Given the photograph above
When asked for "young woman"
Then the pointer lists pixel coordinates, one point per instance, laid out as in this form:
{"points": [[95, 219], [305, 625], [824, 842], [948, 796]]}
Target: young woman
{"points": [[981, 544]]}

----------------

SHORT PROBLEM:
Can you retype every row above line for line, with no changes?

TASK ANSWER:
Given the photograph above
When asked for "young woman"
Then the pointer lists pixel coordinates, one point per instance, laid out as in this form:
{"points": [[95, 219], [305, 625], [824, 842], [948, 796]]}
Target: young woman
{"points": [[981, 544]]}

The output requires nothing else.